*** Opening of Exercise data ***

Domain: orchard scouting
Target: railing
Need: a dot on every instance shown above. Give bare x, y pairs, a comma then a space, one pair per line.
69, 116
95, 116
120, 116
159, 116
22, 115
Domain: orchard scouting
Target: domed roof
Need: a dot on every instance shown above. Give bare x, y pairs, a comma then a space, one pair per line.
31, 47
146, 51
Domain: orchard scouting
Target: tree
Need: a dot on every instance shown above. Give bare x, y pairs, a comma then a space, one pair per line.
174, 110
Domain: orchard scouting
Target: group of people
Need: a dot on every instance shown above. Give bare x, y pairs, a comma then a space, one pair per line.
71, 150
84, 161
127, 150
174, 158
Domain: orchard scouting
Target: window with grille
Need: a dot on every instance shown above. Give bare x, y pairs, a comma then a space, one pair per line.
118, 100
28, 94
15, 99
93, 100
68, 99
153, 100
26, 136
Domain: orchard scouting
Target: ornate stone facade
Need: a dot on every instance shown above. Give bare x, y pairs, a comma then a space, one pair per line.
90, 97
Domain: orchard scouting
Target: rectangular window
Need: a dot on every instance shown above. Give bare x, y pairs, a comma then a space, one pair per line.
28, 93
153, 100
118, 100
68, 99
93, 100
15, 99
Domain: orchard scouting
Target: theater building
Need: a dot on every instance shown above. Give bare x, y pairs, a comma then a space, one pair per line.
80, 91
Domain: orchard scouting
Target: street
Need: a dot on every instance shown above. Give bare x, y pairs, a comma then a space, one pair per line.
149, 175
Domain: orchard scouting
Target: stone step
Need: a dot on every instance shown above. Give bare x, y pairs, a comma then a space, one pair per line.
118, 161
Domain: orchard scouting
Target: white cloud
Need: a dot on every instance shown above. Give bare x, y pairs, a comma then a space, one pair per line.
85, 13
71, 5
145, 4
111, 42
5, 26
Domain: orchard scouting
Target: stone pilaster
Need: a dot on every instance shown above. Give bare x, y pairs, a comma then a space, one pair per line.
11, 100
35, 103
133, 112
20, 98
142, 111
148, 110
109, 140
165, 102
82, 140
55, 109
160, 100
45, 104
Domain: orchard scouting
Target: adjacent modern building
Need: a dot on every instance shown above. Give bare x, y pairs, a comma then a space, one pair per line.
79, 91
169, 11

*** Close of Exercise data ***

Every line in the entries above that mentions the word "stone" must be shown.

Target: ornate stone facade
Target: stone step
Target: stone pilaster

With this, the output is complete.